— start ENTRIES —
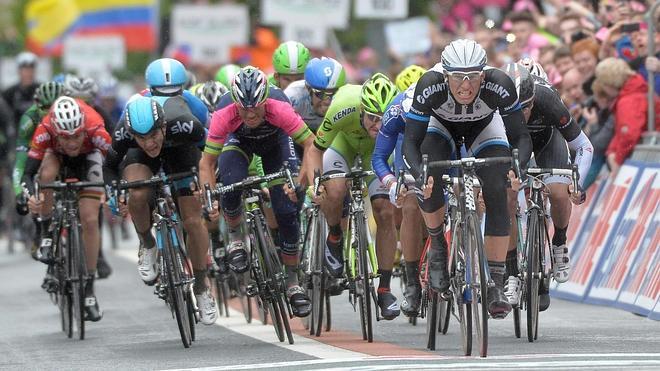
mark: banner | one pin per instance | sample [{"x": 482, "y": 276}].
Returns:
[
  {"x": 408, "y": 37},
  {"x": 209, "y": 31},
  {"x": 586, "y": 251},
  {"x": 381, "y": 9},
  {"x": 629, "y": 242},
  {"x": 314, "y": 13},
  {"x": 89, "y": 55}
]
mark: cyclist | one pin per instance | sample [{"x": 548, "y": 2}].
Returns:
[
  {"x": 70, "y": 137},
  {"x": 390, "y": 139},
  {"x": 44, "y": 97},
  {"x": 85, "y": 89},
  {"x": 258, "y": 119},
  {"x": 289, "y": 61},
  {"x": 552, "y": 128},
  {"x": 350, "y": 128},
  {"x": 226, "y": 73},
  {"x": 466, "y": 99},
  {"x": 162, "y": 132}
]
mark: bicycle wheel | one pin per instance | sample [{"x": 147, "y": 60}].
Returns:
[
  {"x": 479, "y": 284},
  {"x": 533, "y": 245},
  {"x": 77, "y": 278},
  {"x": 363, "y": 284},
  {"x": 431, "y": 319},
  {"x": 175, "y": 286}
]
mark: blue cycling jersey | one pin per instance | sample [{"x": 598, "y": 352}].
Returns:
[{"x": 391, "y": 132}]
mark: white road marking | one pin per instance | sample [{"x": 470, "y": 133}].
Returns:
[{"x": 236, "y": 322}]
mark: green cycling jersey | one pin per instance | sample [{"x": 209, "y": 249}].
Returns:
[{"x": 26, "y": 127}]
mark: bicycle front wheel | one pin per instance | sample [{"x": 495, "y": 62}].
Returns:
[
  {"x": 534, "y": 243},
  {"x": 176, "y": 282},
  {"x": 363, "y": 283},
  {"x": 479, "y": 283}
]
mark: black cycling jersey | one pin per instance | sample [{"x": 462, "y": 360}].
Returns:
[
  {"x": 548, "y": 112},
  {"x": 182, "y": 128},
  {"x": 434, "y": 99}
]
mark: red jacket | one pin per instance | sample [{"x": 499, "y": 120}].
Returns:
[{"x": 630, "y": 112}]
— end ENTRIES —
— start ENTRIES —
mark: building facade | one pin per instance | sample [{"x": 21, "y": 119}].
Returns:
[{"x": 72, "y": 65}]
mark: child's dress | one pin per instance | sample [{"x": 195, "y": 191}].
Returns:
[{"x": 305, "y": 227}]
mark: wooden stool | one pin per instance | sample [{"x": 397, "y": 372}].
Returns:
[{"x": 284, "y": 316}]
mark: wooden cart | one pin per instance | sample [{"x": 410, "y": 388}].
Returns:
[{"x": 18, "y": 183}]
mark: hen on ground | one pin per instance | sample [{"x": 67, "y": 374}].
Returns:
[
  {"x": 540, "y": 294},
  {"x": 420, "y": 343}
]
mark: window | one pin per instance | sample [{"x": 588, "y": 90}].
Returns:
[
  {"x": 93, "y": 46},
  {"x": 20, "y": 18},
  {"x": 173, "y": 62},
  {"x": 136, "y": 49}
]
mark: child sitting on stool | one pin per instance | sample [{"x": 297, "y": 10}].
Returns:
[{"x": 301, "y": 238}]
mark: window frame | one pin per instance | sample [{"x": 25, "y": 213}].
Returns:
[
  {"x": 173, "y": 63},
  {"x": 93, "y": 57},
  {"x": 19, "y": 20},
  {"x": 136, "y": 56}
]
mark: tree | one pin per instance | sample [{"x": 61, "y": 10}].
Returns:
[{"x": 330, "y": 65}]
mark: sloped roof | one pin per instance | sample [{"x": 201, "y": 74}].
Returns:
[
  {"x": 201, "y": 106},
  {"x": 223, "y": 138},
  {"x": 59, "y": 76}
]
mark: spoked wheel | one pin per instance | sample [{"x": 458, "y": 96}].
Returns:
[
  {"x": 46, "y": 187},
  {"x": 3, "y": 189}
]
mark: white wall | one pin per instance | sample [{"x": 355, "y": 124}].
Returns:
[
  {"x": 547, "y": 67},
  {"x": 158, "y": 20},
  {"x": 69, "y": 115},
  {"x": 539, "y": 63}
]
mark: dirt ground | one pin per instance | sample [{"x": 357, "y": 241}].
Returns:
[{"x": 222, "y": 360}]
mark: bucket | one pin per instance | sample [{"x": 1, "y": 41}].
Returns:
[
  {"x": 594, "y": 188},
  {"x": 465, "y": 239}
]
— end ENTRIES —
» **PROBLEM REQUIREMENTS**:
Find every line in the records above that contains the string "window" and copy each one out. Matching is case-sensitive.

» **THE ANSWER**:
mark: window | one pin per instance | sample [{"x": 588, "y": 90}].
mark: window frame | one pin per instance | sample [{"x": 25, "y": 213}].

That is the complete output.